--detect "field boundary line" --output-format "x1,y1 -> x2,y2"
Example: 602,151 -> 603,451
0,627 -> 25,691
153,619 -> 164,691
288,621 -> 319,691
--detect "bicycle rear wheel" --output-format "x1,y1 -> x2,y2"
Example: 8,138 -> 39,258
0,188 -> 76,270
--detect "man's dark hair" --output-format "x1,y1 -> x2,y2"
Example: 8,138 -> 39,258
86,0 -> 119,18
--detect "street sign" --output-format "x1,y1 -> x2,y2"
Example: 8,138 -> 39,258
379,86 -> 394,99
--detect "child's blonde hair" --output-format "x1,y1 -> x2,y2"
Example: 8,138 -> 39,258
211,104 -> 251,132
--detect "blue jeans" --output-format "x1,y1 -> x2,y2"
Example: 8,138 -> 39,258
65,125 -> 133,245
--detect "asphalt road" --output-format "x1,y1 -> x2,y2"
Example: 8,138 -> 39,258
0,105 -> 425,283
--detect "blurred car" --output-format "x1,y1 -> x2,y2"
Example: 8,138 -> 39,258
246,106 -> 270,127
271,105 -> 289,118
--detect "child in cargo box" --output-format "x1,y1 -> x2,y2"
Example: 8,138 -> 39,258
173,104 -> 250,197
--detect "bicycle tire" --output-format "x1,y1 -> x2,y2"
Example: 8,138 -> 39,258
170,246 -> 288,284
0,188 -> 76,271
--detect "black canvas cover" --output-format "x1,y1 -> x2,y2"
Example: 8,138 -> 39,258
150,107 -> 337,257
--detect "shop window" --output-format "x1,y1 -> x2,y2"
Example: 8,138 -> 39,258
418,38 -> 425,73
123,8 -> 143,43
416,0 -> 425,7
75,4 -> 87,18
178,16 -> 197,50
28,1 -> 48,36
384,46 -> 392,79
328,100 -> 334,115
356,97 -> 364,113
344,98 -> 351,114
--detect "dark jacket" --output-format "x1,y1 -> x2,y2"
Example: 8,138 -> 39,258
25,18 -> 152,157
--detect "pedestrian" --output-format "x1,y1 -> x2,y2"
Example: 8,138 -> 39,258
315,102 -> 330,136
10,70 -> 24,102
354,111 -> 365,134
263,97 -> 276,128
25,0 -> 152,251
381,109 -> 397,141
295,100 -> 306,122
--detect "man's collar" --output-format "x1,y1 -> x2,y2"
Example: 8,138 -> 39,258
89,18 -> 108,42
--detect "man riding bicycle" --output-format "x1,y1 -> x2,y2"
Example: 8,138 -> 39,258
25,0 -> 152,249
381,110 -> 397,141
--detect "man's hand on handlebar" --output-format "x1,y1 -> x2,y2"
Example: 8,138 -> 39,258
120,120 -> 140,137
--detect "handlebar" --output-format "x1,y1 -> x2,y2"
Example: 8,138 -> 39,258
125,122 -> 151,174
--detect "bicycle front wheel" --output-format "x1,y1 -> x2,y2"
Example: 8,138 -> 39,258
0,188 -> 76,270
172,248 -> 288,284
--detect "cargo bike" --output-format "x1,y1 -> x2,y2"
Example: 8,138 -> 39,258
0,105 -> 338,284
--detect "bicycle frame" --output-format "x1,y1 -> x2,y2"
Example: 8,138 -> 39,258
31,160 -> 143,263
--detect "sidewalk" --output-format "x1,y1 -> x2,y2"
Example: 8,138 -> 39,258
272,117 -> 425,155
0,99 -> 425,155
+ + + + +
*WRITTEN REQUEST:* Reproduce all of the material above word for word, line by line.

*FULL ANSWER:*
--detect "field boundary line" --output-format "x1,y1 -> x2,y2"
Example: 602,151 -> 603,451
0,627 -> 25,691
153,619 -> 164,691
288,621 -> 319,691
--detect "bicycle rear wheel" --output-format "x1,y1 -> x2,y2"
Example: 8,138 -> 39,258
0,188 -> 76,270
--detect "man's dark hair" --output-format "x1,y1 -> x2,y2"
Example: 8,138 -> 39,258
86,0 -> 119,18
--detect "street sign" --output-format "x1,y1 -> x2,y2"
Example: 8,138 -> 39,258
379,86 -> 394,99
--detect "child's blonde hair" --output-format "x1,y1 -> x2,y2"
Example: 8,138 -> 39,258
211,104 -> 251,132
--detect "blue jeans" --output-format "x1,y1 -> x2,y2"
Example: 8,138 -> 39,258
65,125 -> 133,245
--detect "asphalt road" --output-format "x1,y1 -> x2,y2"
Example: 8,138 -> 39,258
0,105 -> 425,283
--detect "blurred car" --output-format "x1,y1 -> x2,y2"
Example: 8,138 -> 39,258
246,106 -> 270,127
271,105 -> 289,118
--detect "child in cargo box" --output-format "x1,y1 -> x2,y2"
Example: 8,138 -> 39,258
173,104 -> 250,197
--detect "bicycle tire" --output-format "x1,y1 -> x2,y2"
Example: 8,138 -> 39,258
170,246 -> 288,284
0,188 -> 76,271
--detect "black canvas cover" --output-format "x1,y1 -> x2,y2"
Example: 8,138 -> 39,258
150,107 -> 337,257
--detect "shop window" --output-format "x1,y1 -> x2,y2"
Example: 8,138 -> 39,258
418,38 -> 425,73
123,8 -> 143,43
416,0 -> 425,7
75,4 -> 87,18
178,16 -> 197,50
28,1 -> 48,36
384,46 -> 392,79
328,100 -> 334,115
356,97 -> 364,113
344,98 -> 351,114
--detect "dark jacket" --output-format "x1,y1 -> x2,y2"
Example: 8,138 -> 39,258
25,18 -> 152,157
--detect "pedestrian" --output-format "x1,y1 -> x2,y2"
Example: 8,138 -> 39,258
315,102 -> 330,136
10,70 -> 24,102
354,111 -> 365,134
263,97 -> 276,128
25,0 -> 152,251
381,109 -> 397,141
295,100 -> 306,122
--detect "man's collar" --output-format "x1,y1 -> x2,y2"
Example: 8,138 -> 39,258
89,18 -> 108,42
--detect "man riding bicycle" --output-format "x1,y1 -> x2,y2"
Example: 8,138 -> 39,258
25,0 -> 152,249
381,110 -> 397,141
--detect "man's hand on handlebar" --output-format "x1,y1 -> x2,y2"
Example: 8,138 -> 39,258
120,120 -> 140,137
--detect "handlebar" --output-format "x1,y1 -> x2,y2"
Example: 8,138 -> 39,258
125,122 -> 151,174
--detect "bicycle front wheel" --output-format "x1,y1 -> x2,y2"
Example: 8,138 -> 39,258
0,188 -> 76,270
172,248 -> 288,284
--detect "cargo bike" --output-format "x1,y1 -> x2,y2"
Example: 8,138 -> 39,258
0,105 -> 338,284
--detect "bicycle frame" --output-format "x1,y1 -> x2,y2"
Example: 8,138 -> 39,258
31,160 -> 143,263
--detect "sidewalk" --output-format "x1,y1 -> x2,y2"
Example: 8,138 -> 39,258
272,117 -> 425,155
0,99 -> 425,155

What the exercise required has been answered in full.